**Direction A**
Update the NxN test text, starting with "3.32 version from" and going on through "in Libreswan 4.x.", so that "asynchronous" is replaced by "concurrent".
**Direction B**
Write what comes next in the NxN test text, picking up after its final sentence.

**Text to read**
....................

Expand the NxN test with the network connectivity check between all the
nodes.  Unfortunately, we can't really run this test with Libreswan 4.x,
since, due to internal issues in these versions, we are getting into
states where everything is loaded and active, but no traffic can pass.
This is an internal issue in Libreswan that we can't workaround from
the outside.  So, the fix is required in Libreswan itself.  4.5 and
earlier versions seem to not be affected by this problem, at least not
severely affected, but it's easier to just cut off all the 4.x versions
from the test.

3.32 version from Ubuntu 22.04 and Libreswna 5.1 work just fine with
this test.

Test is relatively long, but it is very valuable, IMO.  Besides
stressing ovs-monitor-ipsec with various failure and asynchronous
connection establishment conditions, which are important for OVS, it
also was used to reproduce and fix several bugs in Libreswan 4.x.

....................

**Dataset items**
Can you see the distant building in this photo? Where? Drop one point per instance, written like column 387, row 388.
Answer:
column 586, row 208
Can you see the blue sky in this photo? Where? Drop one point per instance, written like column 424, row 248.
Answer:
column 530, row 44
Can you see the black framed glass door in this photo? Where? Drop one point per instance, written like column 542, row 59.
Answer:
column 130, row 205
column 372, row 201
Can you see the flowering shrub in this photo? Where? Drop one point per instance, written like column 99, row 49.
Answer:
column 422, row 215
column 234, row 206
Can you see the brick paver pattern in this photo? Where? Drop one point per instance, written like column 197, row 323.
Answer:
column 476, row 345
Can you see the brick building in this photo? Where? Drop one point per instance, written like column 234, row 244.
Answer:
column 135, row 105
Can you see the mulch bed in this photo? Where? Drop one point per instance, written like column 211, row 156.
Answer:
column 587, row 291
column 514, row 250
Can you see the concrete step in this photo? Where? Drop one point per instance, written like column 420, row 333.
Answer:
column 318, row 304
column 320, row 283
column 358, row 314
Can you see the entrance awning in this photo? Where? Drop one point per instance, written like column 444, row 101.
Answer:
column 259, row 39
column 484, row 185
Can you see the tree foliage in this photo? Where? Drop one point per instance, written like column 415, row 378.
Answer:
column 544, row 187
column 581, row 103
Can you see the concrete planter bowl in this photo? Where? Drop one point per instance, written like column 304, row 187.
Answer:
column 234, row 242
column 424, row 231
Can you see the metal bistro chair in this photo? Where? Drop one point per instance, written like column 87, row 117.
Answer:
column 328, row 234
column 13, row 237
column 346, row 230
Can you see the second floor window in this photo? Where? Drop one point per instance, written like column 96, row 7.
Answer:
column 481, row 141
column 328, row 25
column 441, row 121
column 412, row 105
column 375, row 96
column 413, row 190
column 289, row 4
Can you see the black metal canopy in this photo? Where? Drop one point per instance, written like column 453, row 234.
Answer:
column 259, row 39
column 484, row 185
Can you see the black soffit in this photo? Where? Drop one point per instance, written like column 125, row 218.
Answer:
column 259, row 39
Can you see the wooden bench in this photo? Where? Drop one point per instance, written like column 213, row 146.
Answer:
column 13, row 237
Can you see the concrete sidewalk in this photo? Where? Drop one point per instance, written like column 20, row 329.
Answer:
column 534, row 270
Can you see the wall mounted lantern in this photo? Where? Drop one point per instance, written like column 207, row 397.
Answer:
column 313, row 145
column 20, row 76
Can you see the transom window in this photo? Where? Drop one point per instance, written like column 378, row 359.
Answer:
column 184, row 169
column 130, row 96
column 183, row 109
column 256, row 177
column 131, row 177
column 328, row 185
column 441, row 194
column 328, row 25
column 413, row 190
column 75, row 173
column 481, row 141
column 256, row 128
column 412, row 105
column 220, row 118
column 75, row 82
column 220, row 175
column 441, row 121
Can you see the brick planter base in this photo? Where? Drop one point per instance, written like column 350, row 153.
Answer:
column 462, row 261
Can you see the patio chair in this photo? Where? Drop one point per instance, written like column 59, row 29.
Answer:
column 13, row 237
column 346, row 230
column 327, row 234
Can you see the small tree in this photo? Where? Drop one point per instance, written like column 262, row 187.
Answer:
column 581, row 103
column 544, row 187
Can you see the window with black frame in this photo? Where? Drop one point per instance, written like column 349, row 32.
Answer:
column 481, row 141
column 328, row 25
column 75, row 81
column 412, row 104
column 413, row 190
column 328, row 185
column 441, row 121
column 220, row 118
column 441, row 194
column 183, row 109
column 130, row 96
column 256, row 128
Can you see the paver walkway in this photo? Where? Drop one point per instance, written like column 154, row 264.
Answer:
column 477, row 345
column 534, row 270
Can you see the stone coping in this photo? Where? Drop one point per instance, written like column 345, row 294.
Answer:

....................

**Final result A**
3.32 version from Ubuntu 22.04 and Libreswna 5.1 work just fine with
this test.

Test is relatively long, but it is very valuable, IMO.  Besides
stressing ovs-monitor-ipsec with various failure and concurrent
connection establishment conditions, which are important for OVS, it
also was used to reproduce and fix several bugs in Libreswan 4.x.

**Final result B**
Unfortunately, not all the issues are understood and fixed yet.

Signed-off-by: Ilya Maximets <[email protected]>
---
 tests/system-ipsec.at | 84 ++++++++++++++++++++++++++++++++++++++-----
 1 file changed, 76 insertions(+), 8 deletions(-)

diff --git a/tests/system-ipsec.at b/tests/system-ipsec.at
index de459804b..4ab384d89 100644
--- a/tests/system-ipsec.at
+++ b/tests/system-ipsec.at
@@ -71,7 +71,9 @@ m4_define([IPSEC_ADD_NODE],
   on_exit "kill `cat $ovs_base/$1/ovs-monitor-ipsec.pid`"
 
   dnl Set up OVS bridge
-  NS_EXEC([$1], [ovs-vsctl --db unix:$ovs_base/$1/db.sock add-br br-ipsec])]
+  NS_CHECK_EXEC([$1],
+    [ovs-vsctl --db unix:$ovs_base/$1/db.sock add-br br-ipsec \
+               -- set-controller br-ipsec punix:$ovs_base/br-ipsec.$1.mgmt])]
 )
 m4_define([IPSEC_ADD_NODE_LEFT], [IPSEC_ADD_NODE(left, p0, $1, $2)])
 m4_define([IPSEC_ADD_NODE_RIGHT], [IPSEC_ADD_NODE(right, p1, $1, $2)])
@@ -429,7 +431,8 @@ m4_for([id], [1], NODES, [1], [
                 self-sign node-id], [0], [stdout])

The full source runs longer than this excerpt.